** Opening Input records block **

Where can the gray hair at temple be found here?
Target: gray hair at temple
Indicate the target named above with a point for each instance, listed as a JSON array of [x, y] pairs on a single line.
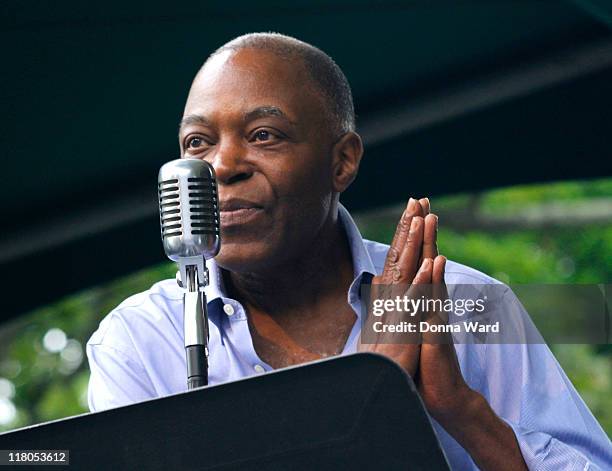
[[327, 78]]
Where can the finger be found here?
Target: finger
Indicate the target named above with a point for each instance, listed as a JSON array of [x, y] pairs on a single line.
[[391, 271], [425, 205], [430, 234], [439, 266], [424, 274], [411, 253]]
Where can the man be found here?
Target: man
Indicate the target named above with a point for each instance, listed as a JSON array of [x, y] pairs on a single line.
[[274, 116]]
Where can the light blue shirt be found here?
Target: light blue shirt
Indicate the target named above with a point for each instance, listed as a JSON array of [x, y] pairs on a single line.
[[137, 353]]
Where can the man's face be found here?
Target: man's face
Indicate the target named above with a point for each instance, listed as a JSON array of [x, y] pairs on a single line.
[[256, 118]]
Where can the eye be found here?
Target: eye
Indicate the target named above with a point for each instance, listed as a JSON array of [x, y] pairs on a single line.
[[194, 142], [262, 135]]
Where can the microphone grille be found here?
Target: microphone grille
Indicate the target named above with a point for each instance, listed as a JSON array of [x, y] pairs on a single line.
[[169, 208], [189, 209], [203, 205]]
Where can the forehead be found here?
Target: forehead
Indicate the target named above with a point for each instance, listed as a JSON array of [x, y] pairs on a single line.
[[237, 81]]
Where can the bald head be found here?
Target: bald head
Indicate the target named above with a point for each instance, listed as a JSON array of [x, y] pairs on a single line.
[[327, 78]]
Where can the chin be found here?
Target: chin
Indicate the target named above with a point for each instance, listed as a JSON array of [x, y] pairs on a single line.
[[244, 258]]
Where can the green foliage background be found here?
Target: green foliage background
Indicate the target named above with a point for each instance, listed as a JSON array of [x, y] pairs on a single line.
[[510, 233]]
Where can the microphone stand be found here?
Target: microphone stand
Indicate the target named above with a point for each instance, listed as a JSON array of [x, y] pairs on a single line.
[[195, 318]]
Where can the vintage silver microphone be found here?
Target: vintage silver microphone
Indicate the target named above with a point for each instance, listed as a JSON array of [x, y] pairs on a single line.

** Closing Input records block **

- Exercise requirements: Show every line in the entries above that contains the string "shirt".

- Written answer:
Where can the light blue shirt be found here?
Target: light blue shirt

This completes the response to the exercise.